Extrait à lire:
****************

LE FOND MUSICAL


Le mode d'existence de la musique occidentale est en train de passer par une transition d'un
système à un autre. Avant la musique se chantait maintenant elle se danse (en fait, pour
être plus juste, on est passés d'une musique frontale à une musique environnementale,
tant d'un point de vue spatial que temporel: la musique peut être partout et tout le temps).
Cette évolution trouve, entre autres, ses racines dans l'extension des musiques sur support, du
différé du son. Dans les années cinquante est apparu de façon massive et domestique une façon
nouvelle de faire de la musique: par la lecture d'enregistrements et, qui plus est, dans des
conditions spatiales et temporelles qui avaient déjà d'autres usages que la musique. La musique
ne naissait plus dans les salles de concerts ,le soir, ou dans tout autre lieu destiné à cet
usage, mais n'importe où et n'importe quand. Il suffisait pour cela que l'auditeur (et non plus
les auditeurs) en ait envie. Le savoir faire en était réduit à quasiment rien: juste brancher
la prise, poser le bras de lecture sur le disque. La musique s'est alors petit-à-petit insérée
dans notre environnement d'une façon nouvelle, essentiellement parce que le rituel, auparavant
nécessaire, pour la faire naître et exister n'existait plus. Auparavant il fallait un ordre, à
réorganiser à chaque fois. Dorénavant l'ordre, condition nécessaire à l'existence de la musique,
était fixé pour une très grande quantité de ré-existences de chaque pièce musicale. La quantité
d'ordre à mettre en oeuvre pour chaque exécution était minime: il suffisait juste de poser
à-peu-près correctement la tête de lecture sur le support à lire, de stocker dans des conditions
de propreté minimum les disques ou bandes, pour pouvoir répéter l'existence d'une musique
indéfiniment. L'exécution de la musique s'est affranchie du corpus classique d'exécution, des
conventions qui avaient cours dans les groupes humains qui se sont constitués par rapport à
l'exécution de la musique. Tous les tics, us et coutumes, conventions relatives à l'exécution
ont été remis en jeu, parce que l'exécution a commencé à s'opérer dans des contextes réels, et
non plus conventionnels.

****************

Liste des entrées:

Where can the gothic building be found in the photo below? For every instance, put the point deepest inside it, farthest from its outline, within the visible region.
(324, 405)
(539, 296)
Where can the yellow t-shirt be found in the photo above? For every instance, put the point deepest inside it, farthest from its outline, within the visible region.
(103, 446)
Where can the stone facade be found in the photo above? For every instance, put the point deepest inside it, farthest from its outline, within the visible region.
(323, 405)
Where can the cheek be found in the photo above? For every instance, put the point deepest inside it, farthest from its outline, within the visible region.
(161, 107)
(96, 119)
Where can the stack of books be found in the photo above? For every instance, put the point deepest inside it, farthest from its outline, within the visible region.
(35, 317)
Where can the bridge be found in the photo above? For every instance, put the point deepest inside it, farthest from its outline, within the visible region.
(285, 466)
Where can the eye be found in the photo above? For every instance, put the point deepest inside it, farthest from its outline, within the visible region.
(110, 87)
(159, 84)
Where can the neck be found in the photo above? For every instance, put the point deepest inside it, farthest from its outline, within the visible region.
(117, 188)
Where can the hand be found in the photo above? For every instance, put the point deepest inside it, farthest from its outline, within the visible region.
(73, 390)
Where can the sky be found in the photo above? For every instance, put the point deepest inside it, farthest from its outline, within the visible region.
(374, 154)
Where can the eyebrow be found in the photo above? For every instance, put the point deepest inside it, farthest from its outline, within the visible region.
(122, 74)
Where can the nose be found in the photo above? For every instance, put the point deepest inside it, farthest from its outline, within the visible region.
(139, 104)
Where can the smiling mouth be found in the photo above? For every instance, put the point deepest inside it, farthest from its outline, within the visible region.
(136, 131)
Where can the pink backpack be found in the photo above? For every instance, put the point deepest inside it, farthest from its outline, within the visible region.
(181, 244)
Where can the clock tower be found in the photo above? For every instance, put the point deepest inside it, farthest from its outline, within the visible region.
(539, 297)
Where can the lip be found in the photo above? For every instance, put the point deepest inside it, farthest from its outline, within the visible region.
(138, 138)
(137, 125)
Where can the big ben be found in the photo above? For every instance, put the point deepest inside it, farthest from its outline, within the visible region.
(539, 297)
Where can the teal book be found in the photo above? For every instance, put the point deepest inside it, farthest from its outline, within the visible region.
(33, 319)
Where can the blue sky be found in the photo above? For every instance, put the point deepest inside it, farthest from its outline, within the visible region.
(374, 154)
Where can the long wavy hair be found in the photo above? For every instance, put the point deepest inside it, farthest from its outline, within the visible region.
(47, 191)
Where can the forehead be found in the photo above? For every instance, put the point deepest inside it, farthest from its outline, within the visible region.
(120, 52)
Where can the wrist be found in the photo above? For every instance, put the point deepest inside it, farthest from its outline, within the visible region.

****************

L'exercice:
Recopiez l'extrait à lire sur la musique en remplaçant « environnementale » par « ambiante », dans le passage allant de « LE FOND MUSICAL » jusqu'à « tout le temps). ».

Tâche accomplie:
LE FOND MUSICAL


Le mode d'existence de la musique occidentale est en train de passer par une transition d'un
système à un autre. Avant la musique se chantait maintenant elle se danse (en fait, pour
être plus juste, on est passés d'une musique frontale à une musique ambiante,
tant d'un point de vue spatial que temporel: la musique peut être partout et tout le temps).